- Supplied passage -
☆ ☆ ☆ ☆ ☆

Average number of product pageviews for users who did not make a purchase in July 2017
SELECT
( SUM(total_pagesviews_per_user) / COUNT(users) ) AS avg_pageviews_per_user
FROM(
SELECT
fullVisitorId AS users,
SUM(totals.pageviews) AS total_pagesviews_per_user
FROM
TABLE_DATE_RANGE( [bigquery-public-data.google_analytics_sample.ga_sessions_],
TIMESTAMP('2017-07-01'), TIMESTAMP('2017-07-31') ) WHERE
totals.transactions IS NULL
GROUP BY
users )

Average number of transactions per purchaser

Below are example scripts for the question: What was the average total transactions per user that made a purchase in July 2017?

Standard SQL

Average number of transactions per user that made a purchase in July 2017
#standardSQL
SELECT
( SUM(total_transactions_per_user) / COUNT(fullVisitorId) ) AS avg_total_transactions_per_user
FROM(
SELECT
fullVisitorId,
SUM(totals.transactions) AS total_transactions_per_user
FROM
`bigquery-public-data.google_analytics_sample.ga_sessions_*`
WHERE
_TABLE_SUFFIX BETWEEN '20170701' AND '20170731'
AND totals.transactions IS NOT NULL
GROUP BY
fullVisitorId )

Legacy SQL

Average number of transactions per user that made a purchase in July 2017
SELECT
( SUM(total_transactions_per_user) / COUNT(fullVisitorId) ) AS avg_total_transactions_per_user
FROM(
SELECT
fullVisitorId,
SUM(totals.transactions) AS total_transactions_per_user
FROM
TABLE_DATE_RANGE( [bigquery-public-data.google_analytics_sample.ga_sessions_],
TIMESTAMP('2017-07-01'), TIMESTAMP('2017-07-31') )
WHERE
totals.transactions IS NOT NULL
GROUP BY
fullVisitorId )

Average amount of money spent per session

Below are example scripts for the question: What is the average amount of money spent per session in July 2017?

Standard SQL

Average amount of money spent per session in July 2017
#standardSQL
SELECT
( SUM(total_transactionrevenue_per_user) / SUM(total_visits_per_user) ) AS
avg_revenue_by_user_per_visit
FROM(
SELECT
fullVisitorId,
SUM( totals.visits ) AS total_visits_per_user,
SUM( totals.transactionRevenue ) AS total_transactionrevenue_per_user
FROM
`bigquery-public-data.google_analytics_sample.ga_sessions_*`
WHERE
_TABLE_SUFFIX BETWEEN '20170701' AND '20170731'
AND
totals.visits > 0
AND totals.transactions >= 1
AND totals.transactionRevenue IS NOT NULL
GROUP BY
fullVisitorId )

☆ ☆ ☆ ☆ ☆

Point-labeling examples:

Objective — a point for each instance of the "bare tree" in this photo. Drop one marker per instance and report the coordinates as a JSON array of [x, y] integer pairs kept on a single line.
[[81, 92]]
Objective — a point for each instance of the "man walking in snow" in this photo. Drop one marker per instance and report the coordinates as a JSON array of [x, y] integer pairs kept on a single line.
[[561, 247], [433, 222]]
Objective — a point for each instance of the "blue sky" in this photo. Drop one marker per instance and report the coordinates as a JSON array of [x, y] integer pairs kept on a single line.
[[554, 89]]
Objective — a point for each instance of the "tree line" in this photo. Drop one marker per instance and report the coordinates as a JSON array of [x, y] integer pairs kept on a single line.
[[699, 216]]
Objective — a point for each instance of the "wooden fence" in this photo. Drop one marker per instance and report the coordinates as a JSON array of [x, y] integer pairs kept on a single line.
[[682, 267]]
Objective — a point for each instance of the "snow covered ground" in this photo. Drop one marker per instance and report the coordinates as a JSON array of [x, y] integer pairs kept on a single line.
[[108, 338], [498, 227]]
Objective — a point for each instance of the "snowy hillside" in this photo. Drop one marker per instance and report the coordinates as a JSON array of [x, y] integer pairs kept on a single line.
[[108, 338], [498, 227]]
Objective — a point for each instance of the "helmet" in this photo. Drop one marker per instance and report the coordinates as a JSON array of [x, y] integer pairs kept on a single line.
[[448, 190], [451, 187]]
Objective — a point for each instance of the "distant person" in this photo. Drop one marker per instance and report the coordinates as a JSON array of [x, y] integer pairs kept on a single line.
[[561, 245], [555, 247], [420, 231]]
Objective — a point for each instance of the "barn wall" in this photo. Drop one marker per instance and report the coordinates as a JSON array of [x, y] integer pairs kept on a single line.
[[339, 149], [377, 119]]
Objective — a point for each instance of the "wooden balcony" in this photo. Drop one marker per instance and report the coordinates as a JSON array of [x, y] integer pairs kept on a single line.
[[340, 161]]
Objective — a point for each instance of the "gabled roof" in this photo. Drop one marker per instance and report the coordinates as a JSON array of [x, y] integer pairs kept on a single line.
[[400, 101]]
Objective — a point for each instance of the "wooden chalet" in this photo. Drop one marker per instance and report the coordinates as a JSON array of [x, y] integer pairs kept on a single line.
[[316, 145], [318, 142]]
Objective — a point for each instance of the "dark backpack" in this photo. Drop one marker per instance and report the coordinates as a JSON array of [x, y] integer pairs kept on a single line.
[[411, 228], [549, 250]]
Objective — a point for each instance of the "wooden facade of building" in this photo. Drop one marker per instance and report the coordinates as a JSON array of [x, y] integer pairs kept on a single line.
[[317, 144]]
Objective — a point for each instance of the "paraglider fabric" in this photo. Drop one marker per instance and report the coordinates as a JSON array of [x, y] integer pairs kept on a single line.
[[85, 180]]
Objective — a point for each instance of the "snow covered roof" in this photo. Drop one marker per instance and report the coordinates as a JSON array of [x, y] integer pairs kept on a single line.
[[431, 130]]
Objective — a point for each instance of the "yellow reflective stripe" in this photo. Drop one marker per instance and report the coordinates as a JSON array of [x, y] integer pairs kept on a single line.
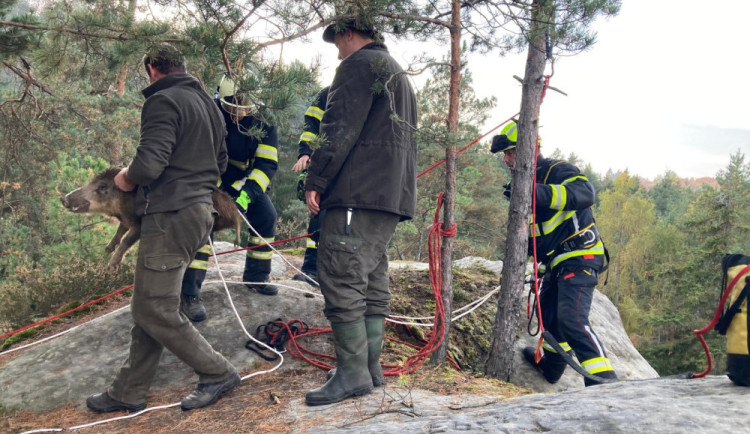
[[547, 347], [198, 265], [242, 165], [569, 180], [314, 112], [238, 184], [258, 241], [556, 220], [598, 249], [307, 136], [261, 178], [596, 365], [263, 256], [267, 152], [559, 197]]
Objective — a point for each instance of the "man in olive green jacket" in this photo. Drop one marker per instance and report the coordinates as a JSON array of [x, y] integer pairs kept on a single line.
[[364, 179], [178, 161]]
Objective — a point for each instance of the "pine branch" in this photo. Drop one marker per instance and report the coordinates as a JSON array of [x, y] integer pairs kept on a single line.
[[122, 36]]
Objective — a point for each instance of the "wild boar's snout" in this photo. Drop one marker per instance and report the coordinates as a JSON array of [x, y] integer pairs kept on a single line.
[[76, 201]]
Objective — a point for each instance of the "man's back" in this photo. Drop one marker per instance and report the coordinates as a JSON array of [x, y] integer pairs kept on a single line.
[[182, 150], [370, 162]]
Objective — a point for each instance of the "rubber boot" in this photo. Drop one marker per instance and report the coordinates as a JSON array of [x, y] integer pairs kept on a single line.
[[352, 378], [551, 366], [375, 326], [611, 375]]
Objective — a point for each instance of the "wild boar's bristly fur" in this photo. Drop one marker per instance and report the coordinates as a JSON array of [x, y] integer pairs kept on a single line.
[[102, 196]]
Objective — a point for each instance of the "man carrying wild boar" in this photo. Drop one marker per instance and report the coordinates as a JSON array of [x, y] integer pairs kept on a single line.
[[178, 160]]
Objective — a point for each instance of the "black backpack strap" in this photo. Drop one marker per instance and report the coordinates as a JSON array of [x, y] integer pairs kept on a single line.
[[726, 319]]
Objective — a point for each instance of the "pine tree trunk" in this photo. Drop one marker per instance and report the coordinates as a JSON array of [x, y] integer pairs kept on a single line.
[[507, 318], [446, 252]]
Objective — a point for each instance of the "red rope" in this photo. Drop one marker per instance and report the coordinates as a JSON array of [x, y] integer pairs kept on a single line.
[[460, 151], [715, 320], [11, 333], [65, 313], [537, 301]]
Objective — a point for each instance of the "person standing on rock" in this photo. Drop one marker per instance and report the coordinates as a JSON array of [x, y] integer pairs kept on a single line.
[[313, 116], [252, 147], [365, 180], [572, 255], [177, 163]]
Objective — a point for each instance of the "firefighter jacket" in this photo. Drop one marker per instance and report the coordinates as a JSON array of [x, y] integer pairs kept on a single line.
[[181, 151], [313, 116], [370, 157], [253, 158], [564, 226]]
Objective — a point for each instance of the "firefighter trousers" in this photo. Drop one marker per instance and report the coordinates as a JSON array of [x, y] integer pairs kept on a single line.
[[565, 300], [262, 216], [310, 263]]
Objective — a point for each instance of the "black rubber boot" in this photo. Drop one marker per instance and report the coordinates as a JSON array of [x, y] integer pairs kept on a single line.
[[352, 378], [375, 326], [192, 307], [610, 375], [551, 366]]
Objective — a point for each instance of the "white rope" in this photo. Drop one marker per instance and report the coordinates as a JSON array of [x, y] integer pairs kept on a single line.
[[31, 344], [224, 282], [274, 249]]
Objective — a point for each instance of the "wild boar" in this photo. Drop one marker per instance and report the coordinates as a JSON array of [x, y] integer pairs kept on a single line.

☆ ☆ ☆ ☆ ☆

- What you are asked to do -
Reproduce verbatim the portion of the BigQuery SQL samples that begins with the words containing "Average number of transactions per purchaser" and ends with "purchase in July 2017?".

- The reply -
Average number of transactions per purchaser

Below are example scripts for the question: What was the average total transactions per user that made a purchase in July 2017?